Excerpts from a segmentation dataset
☆ ☆ ☆
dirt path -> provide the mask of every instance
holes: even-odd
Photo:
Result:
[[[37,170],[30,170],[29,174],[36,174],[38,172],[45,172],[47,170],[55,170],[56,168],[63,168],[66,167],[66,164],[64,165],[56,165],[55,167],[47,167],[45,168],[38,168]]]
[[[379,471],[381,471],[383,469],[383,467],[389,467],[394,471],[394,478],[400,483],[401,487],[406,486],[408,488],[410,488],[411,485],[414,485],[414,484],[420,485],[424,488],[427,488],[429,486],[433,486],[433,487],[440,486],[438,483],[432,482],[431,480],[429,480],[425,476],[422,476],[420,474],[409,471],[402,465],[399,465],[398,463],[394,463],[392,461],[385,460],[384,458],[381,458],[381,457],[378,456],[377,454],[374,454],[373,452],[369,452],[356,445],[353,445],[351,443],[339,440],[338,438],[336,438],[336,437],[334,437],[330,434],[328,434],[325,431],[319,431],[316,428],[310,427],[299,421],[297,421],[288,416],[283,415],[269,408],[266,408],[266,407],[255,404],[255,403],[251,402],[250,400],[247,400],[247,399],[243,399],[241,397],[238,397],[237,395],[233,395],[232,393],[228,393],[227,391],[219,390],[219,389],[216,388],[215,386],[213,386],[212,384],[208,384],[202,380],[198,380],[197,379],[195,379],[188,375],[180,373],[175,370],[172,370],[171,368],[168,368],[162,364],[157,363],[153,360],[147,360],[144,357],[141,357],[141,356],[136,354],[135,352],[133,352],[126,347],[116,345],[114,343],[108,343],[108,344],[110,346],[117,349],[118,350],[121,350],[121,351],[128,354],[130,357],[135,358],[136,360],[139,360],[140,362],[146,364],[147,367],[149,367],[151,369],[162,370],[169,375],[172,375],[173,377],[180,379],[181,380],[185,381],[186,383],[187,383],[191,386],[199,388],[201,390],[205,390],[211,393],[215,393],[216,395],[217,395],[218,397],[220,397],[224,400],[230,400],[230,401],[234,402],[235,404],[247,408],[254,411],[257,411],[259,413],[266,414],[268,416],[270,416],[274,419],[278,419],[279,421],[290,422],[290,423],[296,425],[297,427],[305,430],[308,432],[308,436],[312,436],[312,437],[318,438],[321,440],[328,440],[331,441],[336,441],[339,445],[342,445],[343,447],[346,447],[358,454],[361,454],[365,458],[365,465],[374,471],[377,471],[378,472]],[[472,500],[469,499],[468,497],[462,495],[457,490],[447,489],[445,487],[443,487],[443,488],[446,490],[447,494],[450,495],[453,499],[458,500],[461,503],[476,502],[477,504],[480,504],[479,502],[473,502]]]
☆ ☆ ☆
== What you should do ==
Pull out each line of the records that contains the word "every".

== Correct output ==
dirt path -> provide the mask of every instance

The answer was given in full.